Задание A ->
Какие берега, согласно фрагменту страницы, в основном у западного побережья Сахалина?
Задание B ->
Обновите во фрагменте страницы отрезок от «И в суете выполнения» до «ласково шебуршащим морем.», поставив «утёсы» вместо «скалы».
Задание C ->
Продолжите фрагмент страницы после его последнего предложения.

И в суете выполнения (когда знаешь, что нужно – суеты меньше, КПД – выше), любуешься тем, что тебе не принадлежит, но окружает (закаты, снежинки, деревья…). Всё складывается, почему бы ни полюбоваться, тем среди чего мы живём. Или суетимся, не замечая? Или учимся жить, не суетясь и любуясь? Складывая из дней, недель и лет свою жизнь…
2007
«Друг»
«Чтоб жизнь прожить
знать надобно не мало,
два мудрых правила
запомни для начала:
Ты, лучше голодай,
чем что попало есть
и лучше будь один,
чем вместе с кем попало»
Омар Хаям
У западного побережья Сахалина, в основном, обрывистые берега. Узкие песчаные полосы прибоя, заваленные деревяшками, водорослями и прочим морским мусором, упираются в отвесные скалы. Во время шторма волны бьют прямо в скалы. Во время отлива, если море тихое, можно пройти по песку между отвесной стеной из песчаника и ласково шебуршащим морем.
Море постоянно покушается на сушу и не безрезультатно. Остатки первого русского форта, уже давно в море. Морской улицы, на которой стояли дома, тоже нет. Море подобралось к огородам, домов, которые стоят на следующей улице. Оно постепенно слизывает западное побережье.

Показанные данные ->
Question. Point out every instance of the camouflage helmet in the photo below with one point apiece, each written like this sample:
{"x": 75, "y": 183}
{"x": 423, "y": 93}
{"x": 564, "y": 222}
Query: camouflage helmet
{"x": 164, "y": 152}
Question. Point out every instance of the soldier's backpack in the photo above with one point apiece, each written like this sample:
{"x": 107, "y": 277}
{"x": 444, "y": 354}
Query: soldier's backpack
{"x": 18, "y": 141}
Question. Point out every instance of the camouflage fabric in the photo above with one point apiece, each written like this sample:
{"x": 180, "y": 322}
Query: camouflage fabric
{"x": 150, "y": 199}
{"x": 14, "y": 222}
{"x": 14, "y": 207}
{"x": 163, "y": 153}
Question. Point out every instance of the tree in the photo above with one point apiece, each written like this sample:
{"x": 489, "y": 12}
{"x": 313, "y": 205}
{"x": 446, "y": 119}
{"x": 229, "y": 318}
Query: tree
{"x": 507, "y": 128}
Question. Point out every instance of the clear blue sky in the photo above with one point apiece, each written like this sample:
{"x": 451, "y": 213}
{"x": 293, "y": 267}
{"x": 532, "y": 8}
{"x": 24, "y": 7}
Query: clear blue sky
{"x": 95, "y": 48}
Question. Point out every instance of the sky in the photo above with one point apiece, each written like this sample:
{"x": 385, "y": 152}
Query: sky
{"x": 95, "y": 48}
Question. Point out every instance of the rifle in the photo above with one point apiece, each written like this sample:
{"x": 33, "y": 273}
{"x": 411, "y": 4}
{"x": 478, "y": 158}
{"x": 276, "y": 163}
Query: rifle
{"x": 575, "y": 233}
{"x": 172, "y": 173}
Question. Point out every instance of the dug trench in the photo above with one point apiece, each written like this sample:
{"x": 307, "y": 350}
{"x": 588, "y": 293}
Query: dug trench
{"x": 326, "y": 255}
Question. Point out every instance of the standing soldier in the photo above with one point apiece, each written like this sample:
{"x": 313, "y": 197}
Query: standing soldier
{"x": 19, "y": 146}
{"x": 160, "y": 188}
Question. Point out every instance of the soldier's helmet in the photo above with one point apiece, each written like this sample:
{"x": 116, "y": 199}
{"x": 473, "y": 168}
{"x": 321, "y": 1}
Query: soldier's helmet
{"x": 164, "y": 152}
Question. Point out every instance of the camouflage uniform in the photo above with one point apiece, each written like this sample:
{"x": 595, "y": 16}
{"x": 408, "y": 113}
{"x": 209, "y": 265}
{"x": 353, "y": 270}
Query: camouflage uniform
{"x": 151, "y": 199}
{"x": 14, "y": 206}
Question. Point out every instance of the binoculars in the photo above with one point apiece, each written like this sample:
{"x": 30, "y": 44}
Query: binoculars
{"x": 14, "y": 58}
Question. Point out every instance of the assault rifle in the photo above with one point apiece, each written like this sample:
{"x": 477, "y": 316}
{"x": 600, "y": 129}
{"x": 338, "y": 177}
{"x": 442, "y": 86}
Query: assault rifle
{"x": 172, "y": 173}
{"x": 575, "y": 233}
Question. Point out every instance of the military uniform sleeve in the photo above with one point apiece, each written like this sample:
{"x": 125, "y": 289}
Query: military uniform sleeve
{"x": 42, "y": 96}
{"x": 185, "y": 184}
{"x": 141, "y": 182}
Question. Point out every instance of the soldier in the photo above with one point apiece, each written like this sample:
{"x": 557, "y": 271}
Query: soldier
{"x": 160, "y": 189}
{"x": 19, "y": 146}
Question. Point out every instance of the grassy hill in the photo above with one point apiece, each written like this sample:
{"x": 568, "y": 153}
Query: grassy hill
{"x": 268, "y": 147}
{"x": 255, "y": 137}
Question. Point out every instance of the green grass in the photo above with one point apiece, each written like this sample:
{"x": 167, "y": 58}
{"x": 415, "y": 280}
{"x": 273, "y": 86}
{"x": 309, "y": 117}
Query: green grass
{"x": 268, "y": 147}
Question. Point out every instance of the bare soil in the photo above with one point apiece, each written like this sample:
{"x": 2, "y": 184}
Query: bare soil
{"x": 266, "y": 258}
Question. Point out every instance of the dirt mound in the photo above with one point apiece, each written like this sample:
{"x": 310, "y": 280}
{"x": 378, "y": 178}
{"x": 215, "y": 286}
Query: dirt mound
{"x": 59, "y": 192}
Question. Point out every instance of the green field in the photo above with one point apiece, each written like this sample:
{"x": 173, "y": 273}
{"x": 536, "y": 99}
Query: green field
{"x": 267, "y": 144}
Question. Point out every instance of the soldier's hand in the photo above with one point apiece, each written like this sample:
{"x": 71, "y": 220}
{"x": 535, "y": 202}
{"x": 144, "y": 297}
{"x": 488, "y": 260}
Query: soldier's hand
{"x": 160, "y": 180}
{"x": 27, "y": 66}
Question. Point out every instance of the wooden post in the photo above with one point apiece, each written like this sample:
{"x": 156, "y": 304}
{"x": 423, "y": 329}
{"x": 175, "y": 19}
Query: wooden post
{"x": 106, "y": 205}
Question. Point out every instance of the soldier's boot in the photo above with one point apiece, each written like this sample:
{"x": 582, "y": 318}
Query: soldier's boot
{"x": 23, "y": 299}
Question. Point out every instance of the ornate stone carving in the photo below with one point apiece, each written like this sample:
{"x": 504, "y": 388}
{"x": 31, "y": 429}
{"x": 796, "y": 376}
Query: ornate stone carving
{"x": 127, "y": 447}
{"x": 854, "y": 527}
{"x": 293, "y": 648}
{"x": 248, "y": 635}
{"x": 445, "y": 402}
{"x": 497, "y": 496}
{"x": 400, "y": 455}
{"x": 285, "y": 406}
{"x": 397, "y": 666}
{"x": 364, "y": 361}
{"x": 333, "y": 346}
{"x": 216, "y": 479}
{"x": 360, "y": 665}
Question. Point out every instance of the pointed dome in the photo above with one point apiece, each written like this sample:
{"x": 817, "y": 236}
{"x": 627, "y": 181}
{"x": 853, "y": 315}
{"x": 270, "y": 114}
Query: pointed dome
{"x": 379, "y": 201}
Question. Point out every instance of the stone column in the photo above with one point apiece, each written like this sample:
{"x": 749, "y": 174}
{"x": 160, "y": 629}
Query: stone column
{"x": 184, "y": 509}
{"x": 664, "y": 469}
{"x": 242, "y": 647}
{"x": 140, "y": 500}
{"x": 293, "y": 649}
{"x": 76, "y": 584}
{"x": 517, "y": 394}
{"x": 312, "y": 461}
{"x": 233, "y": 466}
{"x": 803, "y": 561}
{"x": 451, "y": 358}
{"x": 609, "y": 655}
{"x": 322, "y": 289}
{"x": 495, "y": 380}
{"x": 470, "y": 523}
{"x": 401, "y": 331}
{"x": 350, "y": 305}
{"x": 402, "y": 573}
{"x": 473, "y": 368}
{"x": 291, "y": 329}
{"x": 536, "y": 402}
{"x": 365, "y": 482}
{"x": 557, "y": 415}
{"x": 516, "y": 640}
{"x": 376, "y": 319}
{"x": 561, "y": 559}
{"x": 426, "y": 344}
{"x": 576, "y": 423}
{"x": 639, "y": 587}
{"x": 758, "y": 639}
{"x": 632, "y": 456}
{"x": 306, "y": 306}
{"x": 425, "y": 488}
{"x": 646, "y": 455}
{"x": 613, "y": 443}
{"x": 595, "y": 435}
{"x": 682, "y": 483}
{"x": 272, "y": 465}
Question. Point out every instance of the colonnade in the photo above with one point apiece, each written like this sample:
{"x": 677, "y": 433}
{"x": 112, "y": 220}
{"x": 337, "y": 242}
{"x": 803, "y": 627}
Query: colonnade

...

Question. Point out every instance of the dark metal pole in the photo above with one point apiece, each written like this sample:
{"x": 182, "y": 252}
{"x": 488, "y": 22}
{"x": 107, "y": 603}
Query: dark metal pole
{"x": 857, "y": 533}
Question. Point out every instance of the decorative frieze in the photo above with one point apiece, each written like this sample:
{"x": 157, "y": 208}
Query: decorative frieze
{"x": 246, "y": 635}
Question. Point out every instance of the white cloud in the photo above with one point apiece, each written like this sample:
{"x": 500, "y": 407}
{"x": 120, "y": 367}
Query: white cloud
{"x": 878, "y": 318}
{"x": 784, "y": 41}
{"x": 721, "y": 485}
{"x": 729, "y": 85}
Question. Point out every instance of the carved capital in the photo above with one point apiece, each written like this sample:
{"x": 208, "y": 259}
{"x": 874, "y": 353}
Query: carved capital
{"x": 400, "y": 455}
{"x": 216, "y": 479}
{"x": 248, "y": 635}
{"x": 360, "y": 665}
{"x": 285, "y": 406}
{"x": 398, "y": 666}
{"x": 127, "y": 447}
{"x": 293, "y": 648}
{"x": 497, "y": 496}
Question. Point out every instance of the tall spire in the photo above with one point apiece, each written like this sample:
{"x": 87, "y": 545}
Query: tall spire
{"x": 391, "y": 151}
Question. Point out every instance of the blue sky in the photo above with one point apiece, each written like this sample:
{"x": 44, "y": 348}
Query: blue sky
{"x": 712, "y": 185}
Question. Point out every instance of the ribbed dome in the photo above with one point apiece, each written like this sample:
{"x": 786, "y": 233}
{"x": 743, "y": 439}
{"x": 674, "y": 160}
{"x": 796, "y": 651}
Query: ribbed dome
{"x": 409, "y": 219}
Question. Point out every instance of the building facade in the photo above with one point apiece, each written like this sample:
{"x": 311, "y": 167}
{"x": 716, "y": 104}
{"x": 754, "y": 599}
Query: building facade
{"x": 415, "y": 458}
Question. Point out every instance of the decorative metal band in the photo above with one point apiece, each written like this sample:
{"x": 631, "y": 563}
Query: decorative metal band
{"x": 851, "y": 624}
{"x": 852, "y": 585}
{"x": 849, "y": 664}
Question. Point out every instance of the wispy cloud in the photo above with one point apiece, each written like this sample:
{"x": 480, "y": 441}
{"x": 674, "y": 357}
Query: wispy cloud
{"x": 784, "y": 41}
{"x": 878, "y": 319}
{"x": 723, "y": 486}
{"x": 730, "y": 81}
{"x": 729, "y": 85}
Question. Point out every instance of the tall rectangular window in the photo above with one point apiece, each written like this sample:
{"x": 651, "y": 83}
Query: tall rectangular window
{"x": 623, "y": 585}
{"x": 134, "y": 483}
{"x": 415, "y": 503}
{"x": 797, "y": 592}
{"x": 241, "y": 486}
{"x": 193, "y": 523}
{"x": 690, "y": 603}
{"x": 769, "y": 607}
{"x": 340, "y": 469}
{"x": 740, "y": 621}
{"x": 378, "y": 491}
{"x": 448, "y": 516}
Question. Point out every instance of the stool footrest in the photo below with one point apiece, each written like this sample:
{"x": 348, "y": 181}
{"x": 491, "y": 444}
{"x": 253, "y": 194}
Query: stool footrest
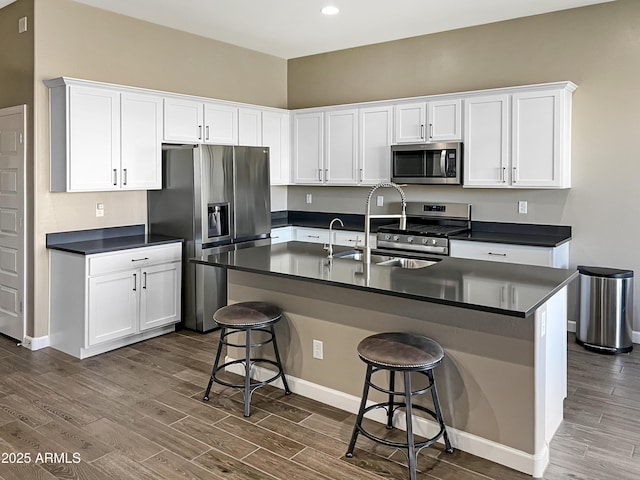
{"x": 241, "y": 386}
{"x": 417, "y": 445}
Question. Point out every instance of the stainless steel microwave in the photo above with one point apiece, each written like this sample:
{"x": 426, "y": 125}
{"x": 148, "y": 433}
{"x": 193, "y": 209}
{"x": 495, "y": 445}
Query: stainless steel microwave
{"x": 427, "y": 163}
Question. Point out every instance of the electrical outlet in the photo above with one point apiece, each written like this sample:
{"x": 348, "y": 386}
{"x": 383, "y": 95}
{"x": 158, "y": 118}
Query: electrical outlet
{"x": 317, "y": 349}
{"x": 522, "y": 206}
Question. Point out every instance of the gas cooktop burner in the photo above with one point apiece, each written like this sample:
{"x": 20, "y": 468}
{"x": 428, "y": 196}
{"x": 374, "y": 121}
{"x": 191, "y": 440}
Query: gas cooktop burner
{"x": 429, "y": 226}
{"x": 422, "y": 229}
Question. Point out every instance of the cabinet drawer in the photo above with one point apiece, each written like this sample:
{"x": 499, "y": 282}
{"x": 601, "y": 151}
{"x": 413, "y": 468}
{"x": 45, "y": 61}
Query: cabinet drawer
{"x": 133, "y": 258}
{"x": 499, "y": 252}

* * *

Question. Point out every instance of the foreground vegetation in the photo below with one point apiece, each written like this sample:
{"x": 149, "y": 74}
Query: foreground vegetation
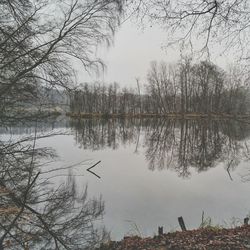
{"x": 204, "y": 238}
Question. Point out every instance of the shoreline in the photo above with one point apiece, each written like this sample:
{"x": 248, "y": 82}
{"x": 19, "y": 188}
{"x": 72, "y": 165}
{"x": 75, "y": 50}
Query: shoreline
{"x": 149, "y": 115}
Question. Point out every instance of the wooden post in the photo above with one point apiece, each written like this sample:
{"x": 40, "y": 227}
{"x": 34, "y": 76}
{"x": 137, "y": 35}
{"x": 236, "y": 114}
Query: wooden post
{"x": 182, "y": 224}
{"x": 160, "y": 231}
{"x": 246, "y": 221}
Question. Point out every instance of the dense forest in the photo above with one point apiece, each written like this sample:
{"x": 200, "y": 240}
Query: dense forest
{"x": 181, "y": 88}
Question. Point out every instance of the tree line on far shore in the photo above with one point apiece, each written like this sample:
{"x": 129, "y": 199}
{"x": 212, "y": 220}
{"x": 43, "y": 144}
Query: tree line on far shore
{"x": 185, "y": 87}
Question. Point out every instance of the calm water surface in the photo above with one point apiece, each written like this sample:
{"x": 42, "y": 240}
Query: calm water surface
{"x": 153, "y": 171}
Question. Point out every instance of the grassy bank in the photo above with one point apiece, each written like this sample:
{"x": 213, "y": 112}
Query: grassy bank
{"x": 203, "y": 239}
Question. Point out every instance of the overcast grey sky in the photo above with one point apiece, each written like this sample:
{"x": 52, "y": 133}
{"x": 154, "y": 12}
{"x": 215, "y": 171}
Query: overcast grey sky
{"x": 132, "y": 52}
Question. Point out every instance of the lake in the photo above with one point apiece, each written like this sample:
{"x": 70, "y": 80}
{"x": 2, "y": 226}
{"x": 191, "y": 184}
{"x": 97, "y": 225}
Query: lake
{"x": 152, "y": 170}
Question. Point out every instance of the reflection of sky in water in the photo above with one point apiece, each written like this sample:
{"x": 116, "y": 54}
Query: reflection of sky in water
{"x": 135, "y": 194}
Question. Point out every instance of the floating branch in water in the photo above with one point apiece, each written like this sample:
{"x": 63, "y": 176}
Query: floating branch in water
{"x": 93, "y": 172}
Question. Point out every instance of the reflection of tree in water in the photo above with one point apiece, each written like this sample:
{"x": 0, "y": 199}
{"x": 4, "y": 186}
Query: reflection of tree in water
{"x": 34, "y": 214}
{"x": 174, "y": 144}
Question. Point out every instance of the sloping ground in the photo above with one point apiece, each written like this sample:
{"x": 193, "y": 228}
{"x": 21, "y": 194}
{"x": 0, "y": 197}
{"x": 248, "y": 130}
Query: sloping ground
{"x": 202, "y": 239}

Ответ A ->
В основном обрывистые.

Ответ B ->
И в суете выполнения (когда знаешь, что нужно – суеты меньше, КПД – выше), любуешься тем, что тебе не принадлежит, но окружает (закаты, снежинки, деревья…). Всё складывается, почему бы ни полюбоваться, тем среди чего мы живём. Или суетимся, не замечая? Или учимся жить, не суетясь и любуясь? Складывая из дней, недель и лет свою жизнь…
2007
«Друг»
«Чтоб жизнь прожить
знать надобно не мало,
два мудрых правила
запомни для начала:
Ты, лучше голодай,
чем что попало есть
и лучше будь один,
чем вместе с кем попало»
Омар Хаям
У западного побережья Сахалина, в основном, обрывистые берега. Узкие песчаные полосы прибоя, заваленные деревяшками, водорослями и прочим морским мусором, упираются в отвесные утёсы. Во время шторма волны бьют прямо в утёсы. Во время отлива, если море тихое, можно пройти по песку между отвесной стеной из песчаника и ласково шебуршащим морем.

Ответ C ->
Школьниками мы с другом частенько ходили на море. Иногда ходили по берегу, иногда по верху обрыва. Тогда между огородами и краем обрыва ещё было достаточно места и, кое– где даже сохранились фундаменты японских домов – остатки Морской улицы. Сейчас этого нет.
Море подмывало обрыв снизу и верхняя часть, теряя опору, откалывалась, падала вниз и постепенно поглощалась неутомимыми волнами. Вот так год за годом, кусочек за кусочком.
Кусочки падали не сразу. Сначала появлялась трещина, она расширялась до тех пор, пока точка равновесия не перемещалась на достаточное расстояние в море и, стремящаяся к автономности масса, не пересиливала сопротивление корешков и плотно утрамбованной земли, хранящей её целостность. Тогда с глухим, но сильным звуком кусок уходил вниз. Разбиваясь в полёте на более мелкие куски, а в конце рассыпался просто несвязанной кучей земли, травы, камешков.
Как многие природные явления это было захватывающим зрелищем. От обвала веяло какой-то энергией. Он был опасен (если окажешься в этот момент внизу), неуправляем и сокрушителен. В общем – стихия.
Трещины мы обходили, когда шли по прибою – поглядывали вверх, что – бы не попасть под обвал. Посмотреть бы со стороны… Но ждать пока всё само собой случится я не собирался.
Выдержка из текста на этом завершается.